* Begin Dataset extract *
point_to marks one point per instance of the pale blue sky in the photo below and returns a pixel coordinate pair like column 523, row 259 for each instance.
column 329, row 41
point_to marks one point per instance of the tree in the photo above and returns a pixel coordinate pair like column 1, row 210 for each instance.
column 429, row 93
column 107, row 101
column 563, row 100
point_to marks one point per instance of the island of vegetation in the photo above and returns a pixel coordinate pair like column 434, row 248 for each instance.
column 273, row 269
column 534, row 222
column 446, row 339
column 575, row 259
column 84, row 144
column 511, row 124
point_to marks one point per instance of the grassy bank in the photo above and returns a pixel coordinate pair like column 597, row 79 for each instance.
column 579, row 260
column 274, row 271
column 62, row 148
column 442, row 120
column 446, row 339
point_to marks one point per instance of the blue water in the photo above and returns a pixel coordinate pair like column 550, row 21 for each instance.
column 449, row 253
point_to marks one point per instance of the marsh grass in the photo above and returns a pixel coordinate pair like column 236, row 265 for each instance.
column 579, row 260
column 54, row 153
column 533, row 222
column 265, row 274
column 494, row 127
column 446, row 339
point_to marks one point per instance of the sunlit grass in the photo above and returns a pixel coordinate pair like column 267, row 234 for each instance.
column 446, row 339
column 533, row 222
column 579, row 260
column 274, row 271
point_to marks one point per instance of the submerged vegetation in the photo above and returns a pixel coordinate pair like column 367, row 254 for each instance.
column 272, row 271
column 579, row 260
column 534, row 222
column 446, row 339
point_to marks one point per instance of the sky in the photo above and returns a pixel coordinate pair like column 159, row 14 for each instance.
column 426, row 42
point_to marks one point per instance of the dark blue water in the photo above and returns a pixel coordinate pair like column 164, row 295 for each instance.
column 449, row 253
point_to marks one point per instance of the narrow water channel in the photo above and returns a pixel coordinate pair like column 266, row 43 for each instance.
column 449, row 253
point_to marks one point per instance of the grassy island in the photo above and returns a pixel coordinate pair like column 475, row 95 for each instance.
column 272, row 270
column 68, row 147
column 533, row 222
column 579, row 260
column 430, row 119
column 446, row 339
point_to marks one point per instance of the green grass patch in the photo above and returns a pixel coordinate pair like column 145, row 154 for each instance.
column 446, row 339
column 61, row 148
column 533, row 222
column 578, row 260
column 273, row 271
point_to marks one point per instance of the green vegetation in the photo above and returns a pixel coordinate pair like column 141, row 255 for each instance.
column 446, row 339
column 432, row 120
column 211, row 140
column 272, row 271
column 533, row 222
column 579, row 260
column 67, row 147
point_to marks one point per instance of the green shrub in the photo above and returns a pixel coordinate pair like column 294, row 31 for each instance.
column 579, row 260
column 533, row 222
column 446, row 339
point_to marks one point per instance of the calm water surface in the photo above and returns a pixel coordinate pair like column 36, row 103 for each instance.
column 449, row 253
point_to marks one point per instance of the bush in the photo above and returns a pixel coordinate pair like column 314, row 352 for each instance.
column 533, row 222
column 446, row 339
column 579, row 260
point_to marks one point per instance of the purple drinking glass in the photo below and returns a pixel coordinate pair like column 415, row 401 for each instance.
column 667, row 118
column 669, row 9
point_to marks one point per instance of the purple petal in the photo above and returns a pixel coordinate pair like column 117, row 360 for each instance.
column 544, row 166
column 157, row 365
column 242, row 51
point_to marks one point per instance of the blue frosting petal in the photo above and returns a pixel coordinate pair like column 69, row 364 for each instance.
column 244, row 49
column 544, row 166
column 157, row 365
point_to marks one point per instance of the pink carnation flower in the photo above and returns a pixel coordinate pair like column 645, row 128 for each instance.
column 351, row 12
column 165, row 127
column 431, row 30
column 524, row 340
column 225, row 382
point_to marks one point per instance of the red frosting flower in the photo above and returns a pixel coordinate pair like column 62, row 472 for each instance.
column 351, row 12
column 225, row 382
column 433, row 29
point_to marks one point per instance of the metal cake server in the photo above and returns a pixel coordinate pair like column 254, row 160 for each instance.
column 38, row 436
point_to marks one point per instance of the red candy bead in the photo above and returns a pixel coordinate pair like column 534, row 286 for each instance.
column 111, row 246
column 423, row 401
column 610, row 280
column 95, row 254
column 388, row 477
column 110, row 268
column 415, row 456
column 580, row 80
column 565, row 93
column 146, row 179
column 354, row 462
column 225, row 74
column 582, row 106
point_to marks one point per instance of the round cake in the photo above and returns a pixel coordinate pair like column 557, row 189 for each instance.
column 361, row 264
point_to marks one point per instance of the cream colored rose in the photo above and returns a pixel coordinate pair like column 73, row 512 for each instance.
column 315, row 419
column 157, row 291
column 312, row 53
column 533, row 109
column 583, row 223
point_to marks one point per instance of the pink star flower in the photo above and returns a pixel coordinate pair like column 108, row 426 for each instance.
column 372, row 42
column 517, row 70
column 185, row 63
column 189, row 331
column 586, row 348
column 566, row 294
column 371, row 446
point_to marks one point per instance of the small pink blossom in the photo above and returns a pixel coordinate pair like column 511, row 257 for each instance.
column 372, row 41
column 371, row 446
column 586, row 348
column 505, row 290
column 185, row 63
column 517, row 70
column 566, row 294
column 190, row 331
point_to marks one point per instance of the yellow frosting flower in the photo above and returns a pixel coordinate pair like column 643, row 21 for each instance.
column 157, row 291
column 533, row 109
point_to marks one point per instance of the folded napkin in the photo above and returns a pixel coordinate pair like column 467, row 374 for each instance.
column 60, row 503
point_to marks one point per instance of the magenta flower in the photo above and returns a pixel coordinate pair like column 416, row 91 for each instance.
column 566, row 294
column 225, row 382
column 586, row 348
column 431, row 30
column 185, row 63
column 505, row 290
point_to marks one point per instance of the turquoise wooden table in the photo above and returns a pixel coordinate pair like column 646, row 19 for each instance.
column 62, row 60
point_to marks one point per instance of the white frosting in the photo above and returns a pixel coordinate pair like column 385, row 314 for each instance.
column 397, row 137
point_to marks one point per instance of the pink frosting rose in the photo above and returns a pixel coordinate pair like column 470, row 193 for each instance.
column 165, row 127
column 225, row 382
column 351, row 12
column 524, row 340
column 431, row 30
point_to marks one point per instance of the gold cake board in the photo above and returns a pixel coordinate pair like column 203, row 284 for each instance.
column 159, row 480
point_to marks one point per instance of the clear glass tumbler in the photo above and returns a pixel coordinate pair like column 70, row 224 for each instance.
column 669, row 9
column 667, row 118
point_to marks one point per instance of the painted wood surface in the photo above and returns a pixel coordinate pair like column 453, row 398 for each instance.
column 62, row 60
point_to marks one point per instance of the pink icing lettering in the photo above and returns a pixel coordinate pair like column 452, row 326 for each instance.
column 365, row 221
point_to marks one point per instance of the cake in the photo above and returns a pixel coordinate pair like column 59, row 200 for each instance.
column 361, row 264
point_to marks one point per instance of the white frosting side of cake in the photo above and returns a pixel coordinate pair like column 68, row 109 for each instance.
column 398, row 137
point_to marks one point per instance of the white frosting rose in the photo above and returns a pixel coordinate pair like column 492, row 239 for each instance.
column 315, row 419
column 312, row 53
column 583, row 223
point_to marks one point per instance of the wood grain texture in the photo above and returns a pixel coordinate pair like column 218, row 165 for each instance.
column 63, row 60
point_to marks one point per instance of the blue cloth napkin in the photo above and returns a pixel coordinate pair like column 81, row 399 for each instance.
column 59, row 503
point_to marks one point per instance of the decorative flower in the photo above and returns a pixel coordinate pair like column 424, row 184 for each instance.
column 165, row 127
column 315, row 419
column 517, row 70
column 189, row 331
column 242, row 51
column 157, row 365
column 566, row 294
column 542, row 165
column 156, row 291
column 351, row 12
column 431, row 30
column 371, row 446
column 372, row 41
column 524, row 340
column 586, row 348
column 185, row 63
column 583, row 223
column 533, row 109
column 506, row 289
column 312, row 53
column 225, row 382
* End Dataset extract *
* Begin Dataset extract *
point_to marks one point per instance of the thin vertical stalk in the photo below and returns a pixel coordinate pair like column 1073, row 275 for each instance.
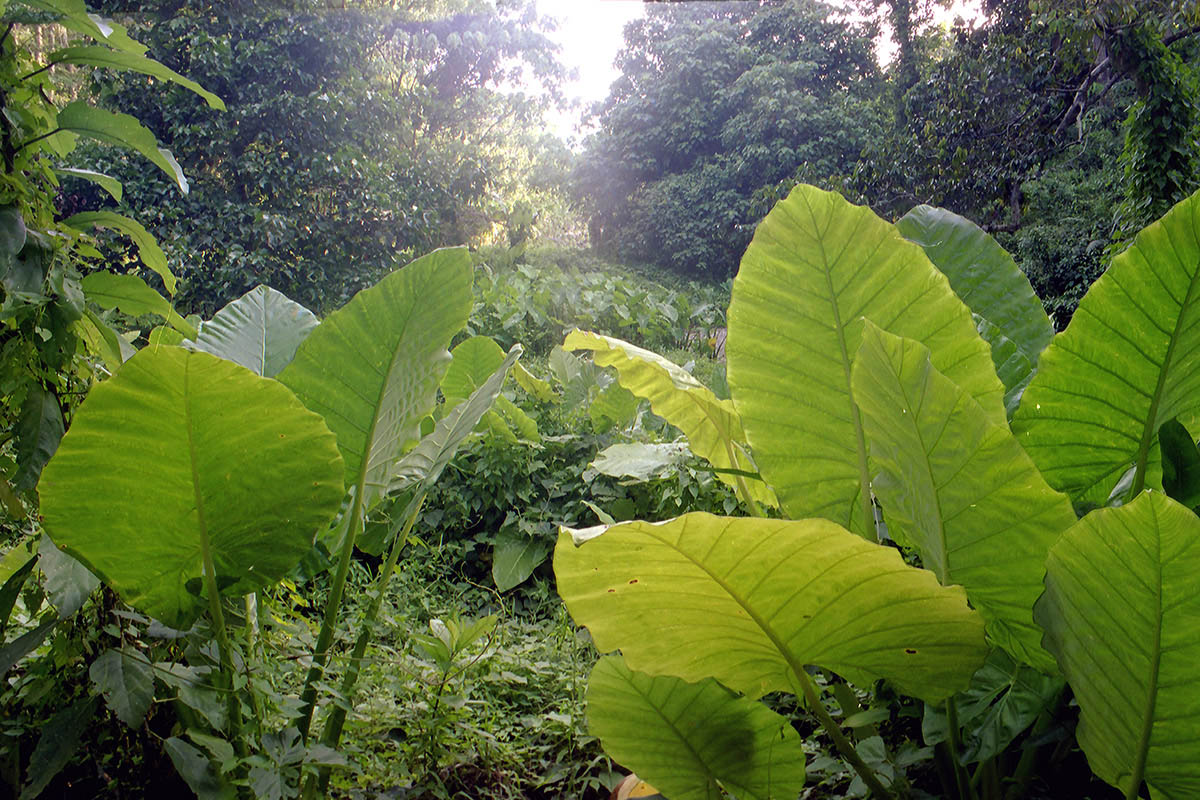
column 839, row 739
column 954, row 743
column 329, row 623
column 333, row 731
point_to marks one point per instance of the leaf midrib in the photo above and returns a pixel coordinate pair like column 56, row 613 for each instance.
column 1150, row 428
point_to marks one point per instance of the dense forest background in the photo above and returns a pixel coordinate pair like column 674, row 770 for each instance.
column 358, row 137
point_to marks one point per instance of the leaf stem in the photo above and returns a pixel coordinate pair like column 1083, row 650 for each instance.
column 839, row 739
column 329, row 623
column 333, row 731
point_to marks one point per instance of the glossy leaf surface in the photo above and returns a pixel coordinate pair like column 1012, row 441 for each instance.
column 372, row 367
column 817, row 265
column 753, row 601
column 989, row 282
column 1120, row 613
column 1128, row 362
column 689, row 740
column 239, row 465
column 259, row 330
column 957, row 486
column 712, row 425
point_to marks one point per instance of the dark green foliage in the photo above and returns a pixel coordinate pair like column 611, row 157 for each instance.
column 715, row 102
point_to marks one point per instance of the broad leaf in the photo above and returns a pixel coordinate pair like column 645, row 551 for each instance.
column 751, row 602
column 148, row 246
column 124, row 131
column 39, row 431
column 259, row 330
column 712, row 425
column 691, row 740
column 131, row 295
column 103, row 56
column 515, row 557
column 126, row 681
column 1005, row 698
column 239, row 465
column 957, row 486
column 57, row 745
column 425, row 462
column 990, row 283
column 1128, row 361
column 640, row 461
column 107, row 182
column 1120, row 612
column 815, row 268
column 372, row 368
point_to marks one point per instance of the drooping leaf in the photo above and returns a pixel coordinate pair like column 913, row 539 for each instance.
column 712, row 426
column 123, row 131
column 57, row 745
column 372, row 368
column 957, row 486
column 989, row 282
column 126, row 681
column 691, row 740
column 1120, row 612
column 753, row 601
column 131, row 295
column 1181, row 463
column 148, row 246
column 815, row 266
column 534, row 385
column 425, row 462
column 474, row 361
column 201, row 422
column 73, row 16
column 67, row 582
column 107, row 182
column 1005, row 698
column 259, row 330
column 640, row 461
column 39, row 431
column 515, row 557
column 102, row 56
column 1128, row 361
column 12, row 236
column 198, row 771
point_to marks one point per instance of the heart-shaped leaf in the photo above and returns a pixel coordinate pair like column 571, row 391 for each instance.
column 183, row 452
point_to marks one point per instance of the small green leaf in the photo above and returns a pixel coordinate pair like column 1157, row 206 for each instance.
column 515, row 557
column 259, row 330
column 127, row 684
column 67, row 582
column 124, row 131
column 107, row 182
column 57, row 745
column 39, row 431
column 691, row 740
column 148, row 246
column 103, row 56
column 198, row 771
* End Dataset extract *
Copy out the data above word for word, starting with the line that contains "point_to marks one point per instance of the tree" and continuing through the line that contains "column 511, row 124". Include both of those lines.

point_to marks one point per instance of the tree in the photo above and returns a pixel coordinate pair like column 1, row 210 for each instance.
column 429, row 93
column 107, row 101
column 563, row 100
point_to marks one point per instance of the island of vegetation in the photo above and returns a pixel coordinate pair like column 434, row 248 for each instance.
column 273, row 269
column 534, row 222
column 446, row 339
column 575, row 259
column 84, row 144
column 511, row 124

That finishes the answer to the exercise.